Texto para leitura:
+-------+

Essa mesma cautela também deve ser exigida do magistrado, em especial nos primeiros contatos com a inicial acusatória, seja para seu recebimento (artigo 396 do Código de Processo Penal) quanto para confirmá-lo (artigo 399 do mesmo diploma legal). Os motivos são inúmeros: 1) inobservância da legislação processual penal; 2) economia processual; 3) evitar o constrangimento ilegal do acusado; e 4) falta de justa causa.
Em suma, esse é o raciocínio a ser sustentado: em se tratando de crime de revenda de biocombustível adulterado, a não documentação da cadeia de custódia da prova acarretará na ilicitude dos elementos colhidos e o natural desentranhamento dos autos e a absolvição do acusado, nos termos do inciso II do artigo 386 do Código de Processo Penal, independentemente da corrente doutrinária adotada para solucionar eventual quebra da cadeia de custódia.
Ante à impossibilidade de se realizar uma nova perícia sobre aquele biocombustível armazenado na data dos fatos imputados, inexistiriam, sequer, indícios de materialidade delitiva. Portanto, verificado o desrespeito às normas alusivas à cadeia de custódia da prova, seria incabível a deflagração de ação penal em face do proprietário do estabelecimento comercial.
Vê-se, portanto, que o fiel cumprimento da cadeia de custódia da prova é benéfico a todos os envolvidos na persecução penal: no caso do investigado/processado, trata-se de uma garantia de ter a inequívoca ciência de estar sendo julgado de acordo com o combustível que de fato vendia, sem qualquer influência de agentes químicos externos; já para as autoridades estatais, acaba por evitar o mau uso de recursos públicos, tanto financeiros quanto humanos, evitando persecuções penais inúteis e, assim, o abarrotamento do — já abarrotado — Poder Judiciário.
Há de se reconhecer que o raciocínio sustentado encontra respaldo direto na jurisprudência do Superior Tribunal de Justiça, qual seja: "Para a configuração do tipo penal descrito no artigo 7°, IX, da Lei nº 8.137/1990, é imprescindível a demonstração inequívoca da impropriedade do produto".
Diversas são as decisões proferidas em julgamentos desse crime que corroboram o defendido nesta análise, de modo a permitir sua aplicação, por analogia, ao delito de revenda de biocombustível adulterado.

+-------+

(Descrições de regiões em linguagem natural)
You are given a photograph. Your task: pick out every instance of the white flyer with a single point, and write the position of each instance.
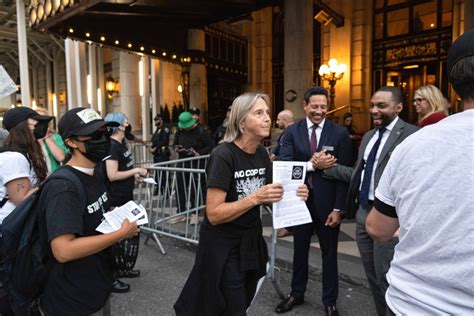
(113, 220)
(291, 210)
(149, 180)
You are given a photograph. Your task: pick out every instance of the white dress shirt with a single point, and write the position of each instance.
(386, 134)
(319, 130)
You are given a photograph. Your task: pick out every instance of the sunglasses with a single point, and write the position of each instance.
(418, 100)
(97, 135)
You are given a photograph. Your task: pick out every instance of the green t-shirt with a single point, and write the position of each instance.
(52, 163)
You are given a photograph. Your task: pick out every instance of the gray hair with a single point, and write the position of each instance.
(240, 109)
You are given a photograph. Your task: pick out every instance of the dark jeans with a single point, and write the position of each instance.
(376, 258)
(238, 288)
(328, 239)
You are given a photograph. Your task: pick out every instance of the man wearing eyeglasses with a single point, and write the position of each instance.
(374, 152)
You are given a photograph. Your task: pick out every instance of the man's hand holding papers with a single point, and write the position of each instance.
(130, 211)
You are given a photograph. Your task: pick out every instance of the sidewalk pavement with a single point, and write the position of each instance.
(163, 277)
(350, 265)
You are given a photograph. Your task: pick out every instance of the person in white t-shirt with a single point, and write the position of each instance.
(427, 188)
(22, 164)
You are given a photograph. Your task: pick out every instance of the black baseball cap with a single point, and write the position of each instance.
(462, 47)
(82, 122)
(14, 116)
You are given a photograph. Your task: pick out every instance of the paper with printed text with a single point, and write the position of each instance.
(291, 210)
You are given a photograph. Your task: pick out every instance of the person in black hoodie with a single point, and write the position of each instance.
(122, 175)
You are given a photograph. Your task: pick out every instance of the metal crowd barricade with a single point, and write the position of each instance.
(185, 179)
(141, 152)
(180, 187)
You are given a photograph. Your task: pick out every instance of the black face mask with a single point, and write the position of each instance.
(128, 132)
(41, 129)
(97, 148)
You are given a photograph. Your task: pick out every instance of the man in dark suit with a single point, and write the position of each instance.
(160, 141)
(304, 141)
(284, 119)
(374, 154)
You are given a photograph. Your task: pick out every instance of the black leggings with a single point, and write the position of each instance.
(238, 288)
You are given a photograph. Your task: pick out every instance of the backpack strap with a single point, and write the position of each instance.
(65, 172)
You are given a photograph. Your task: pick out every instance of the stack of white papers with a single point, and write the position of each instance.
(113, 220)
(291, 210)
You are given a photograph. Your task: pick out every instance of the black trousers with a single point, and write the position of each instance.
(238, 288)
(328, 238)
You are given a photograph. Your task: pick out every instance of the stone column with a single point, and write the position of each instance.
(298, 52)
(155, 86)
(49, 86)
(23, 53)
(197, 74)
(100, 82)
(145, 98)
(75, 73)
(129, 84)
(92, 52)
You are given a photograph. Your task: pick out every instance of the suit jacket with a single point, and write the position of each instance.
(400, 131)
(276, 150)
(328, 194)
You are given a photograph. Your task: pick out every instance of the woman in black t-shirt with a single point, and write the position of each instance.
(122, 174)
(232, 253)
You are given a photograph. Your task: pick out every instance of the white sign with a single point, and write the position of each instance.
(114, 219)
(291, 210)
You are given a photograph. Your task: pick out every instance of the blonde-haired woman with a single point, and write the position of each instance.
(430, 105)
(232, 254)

+-------+

Instruções a seguir: Continue o texto sobre a cadeia de custódia da prova na revenda de biocombustível adulterado, a partir da última frase apresentada.

Resultado da tarefa:
Através do REsp 1050908/RS observa-se a insuficiência da mera presunção da improbidade do produto para a condenação do acusado, considerando-se imprescindível a realização da perícia — mesmo entendimento adotado nos autos do AgRg no AREsp 333459/SC. Já ao julgar o AgRg no Ag 14185656/RJ, decidiu-se que a configuração do delito tipificado no artigo 7º, IX, da Lei n 8.137/1990 estaria condicionada à existência de perícia e de atestado acerca da impropriedade para o consumo, de modo que, inexistindo um desses requisitos, estaria comprovada a inexistência de materialidade delitiva.
Além disso, através do julgamento do REsp 1369828/DF, ficou evidente a obrigatoriedade da realização da perícia ocorrer antes do desaparecimento natural no produto — o que, no que tange ao delito analisado, vislumbra-se quando há o esgotamento de determinada remessa do combustível exposto à venda, além do constante nas bombas, para serem destinados aos clientes. Isso apenas ressalta a impossibilidade de ser mantida em trâmite a persecução penal quando constatada a inobservância da cadeia de custódia da prova.
Por último, a partir do REsp 1575406/SP foi adotado o entendimento de que a inércia estatal em não realizar a perícia em momento cabível jamais poderia ser utilizada a favor do próprio Estado, não podendo, portanto, prejudicar o particular.
Após estas breves considerações para defender nada além do que o mero cumprimento da lei processual penal, conclui-se que o respeito à cadeia de custódia da prova é imprescindível à formação de justa causa para a apuração de suposta conduta delitiva de revenda de biocombustível adulterado, sob pena de serem impostas ao particular severas sanções legais e, principalmente, "extralegais", atentando não somente às suas garantias individuais, mas também à ordem econômica e a preservação da atividade empresarial.